■ Task data:
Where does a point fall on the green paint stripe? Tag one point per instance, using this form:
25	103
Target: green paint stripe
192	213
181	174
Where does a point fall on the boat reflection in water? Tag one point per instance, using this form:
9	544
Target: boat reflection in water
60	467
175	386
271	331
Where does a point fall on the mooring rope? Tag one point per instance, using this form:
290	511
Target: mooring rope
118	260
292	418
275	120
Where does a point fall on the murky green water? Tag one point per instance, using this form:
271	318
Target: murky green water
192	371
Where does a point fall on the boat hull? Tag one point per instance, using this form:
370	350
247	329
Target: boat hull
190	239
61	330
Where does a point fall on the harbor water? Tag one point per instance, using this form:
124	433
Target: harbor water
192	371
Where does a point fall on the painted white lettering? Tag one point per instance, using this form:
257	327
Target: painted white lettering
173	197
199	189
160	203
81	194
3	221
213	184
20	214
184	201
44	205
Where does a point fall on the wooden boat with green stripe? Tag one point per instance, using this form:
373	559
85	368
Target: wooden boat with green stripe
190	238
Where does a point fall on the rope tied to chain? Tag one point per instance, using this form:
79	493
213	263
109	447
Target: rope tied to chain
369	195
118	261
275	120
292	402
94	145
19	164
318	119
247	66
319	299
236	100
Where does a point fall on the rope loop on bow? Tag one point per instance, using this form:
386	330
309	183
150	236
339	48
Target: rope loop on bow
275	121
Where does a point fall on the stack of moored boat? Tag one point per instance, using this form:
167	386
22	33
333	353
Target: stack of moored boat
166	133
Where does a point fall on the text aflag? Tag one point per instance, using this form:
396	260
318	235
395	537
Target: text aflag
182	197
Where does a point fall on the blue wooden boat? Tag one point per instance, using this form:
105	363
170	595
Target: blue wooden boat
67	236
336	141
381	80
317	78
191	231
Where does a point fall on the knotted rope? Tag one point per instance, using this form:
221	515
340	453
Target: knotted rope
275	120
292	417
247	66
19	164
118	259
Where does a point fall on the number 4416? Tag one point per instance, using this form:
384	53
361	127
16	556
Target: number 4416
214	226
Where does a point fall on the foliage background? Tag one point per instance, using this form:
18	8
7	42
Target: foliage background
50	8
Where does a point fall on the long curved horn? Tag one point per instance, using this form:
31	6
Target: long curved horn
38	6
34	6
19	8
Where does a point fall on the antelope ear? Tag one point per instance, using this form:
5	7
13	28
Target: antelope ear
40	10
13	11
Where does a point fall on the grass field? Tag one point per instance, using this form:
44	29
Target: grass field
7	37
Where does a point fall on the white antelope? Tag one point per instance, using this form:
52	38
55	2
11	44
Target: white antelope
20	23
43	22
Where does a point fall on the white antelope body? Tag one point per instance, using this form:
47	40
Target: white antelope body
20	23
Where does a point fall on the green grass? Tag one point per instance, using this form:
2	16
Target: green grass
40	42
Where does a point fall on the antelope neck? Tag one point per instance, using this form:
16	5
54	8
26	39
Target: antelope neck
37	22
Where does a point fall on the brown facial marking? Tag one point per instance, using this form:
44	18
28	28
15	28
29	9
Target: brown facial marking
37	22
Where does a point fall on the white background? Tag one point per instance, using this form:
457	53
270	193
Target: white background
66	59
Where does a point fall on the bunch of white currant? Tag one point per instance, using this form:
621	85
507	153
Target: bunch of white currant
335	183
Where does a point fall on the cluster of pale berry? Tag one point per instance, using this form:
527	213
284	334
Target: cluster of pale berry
---
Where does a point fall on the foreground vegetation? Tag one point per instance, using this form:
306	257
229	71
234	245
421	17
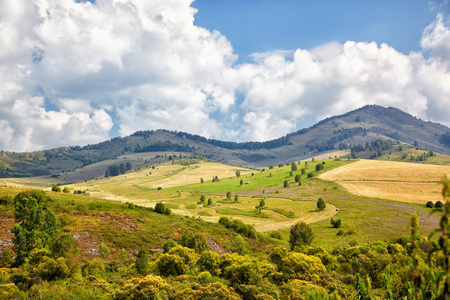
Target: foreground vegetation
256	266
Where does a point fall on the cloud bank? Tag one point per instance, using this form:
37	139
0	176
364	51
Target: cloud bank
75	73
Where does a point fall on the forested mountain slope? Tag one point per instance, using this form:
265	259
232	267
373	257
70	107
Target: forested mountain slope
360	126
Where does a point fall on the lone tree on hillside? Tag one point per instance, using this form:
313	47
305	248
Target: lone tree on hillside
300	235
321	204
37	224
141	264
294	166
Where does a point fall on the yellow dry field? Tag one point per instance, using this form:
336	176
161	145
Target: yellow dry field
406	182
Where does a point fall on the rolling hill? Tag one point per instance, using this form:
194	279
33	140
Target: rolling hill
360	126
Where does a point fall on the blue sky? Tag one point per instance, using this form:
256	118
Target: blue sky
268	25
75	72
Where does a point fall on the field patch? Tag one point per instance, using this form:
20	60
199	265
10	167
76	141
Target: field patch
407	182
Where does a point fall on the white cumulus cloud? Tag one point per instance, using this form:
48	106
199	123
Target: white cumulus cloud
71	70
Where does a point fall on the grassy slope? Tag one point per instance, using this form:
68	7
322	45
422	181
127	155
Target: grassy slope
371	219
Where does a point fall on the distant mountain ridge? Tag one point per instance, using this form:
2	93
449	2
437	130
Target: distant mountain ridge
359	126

■ Written exercise: Locate each line in the records that contains the word "blue", and copy those lines.

■ Right answer:
Where does a point fall on the blue wooden boat? Tag one point per instance, using this form:
Target: blue wooden boat
Where does a point fall on the blue sky? Tag one point per instance, using this form:
Target: blue sky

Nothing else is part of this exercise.